%%

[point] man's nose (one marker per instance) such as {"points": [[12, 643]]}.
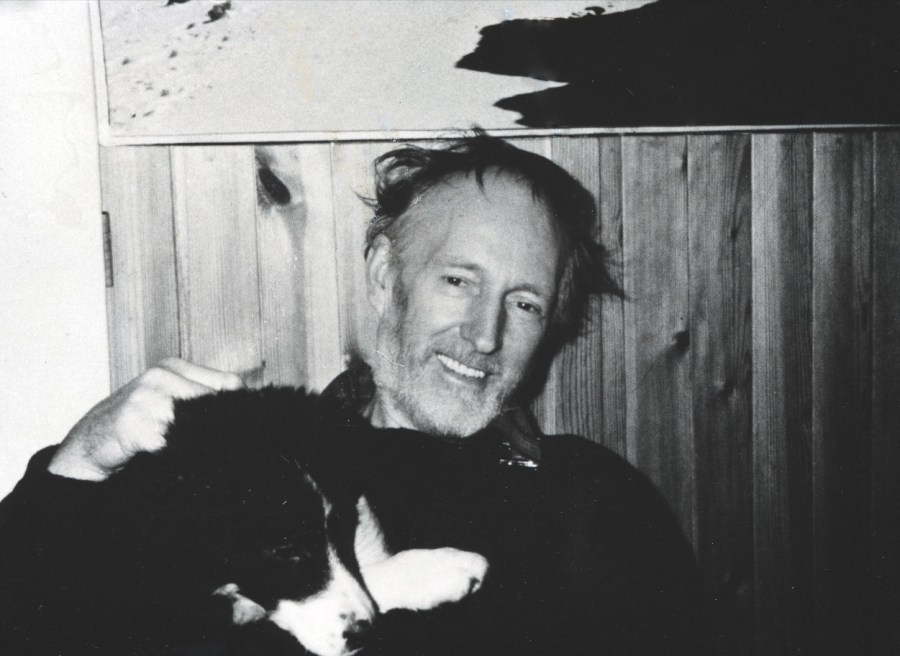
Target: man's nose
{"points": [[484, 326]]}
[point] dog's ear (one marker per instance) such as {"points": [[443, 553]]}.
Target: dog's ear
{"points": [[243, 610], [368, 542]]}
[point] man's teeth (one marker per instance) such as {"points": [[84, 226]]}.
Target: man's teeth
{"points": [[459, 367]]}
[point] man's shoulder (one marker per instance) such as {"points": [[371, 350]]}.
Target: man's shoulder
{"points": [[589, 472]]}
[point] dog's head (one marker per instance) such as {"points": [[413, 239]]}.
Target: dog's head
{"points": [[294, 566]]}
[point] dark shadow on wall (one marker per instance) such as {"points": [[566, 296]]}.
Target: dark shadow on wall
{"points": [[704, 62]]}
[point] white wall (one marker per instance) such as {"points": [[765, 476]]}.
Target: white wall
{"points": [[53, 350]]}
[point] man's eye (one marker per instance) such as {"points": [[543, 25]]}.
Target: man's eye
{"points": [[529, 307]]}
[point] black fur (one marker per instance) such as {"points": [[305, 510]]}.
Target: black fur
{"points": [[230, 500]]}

%%

### Required action
Count the lines of the material that include the word "such", then report only the total.

### Result for this task
9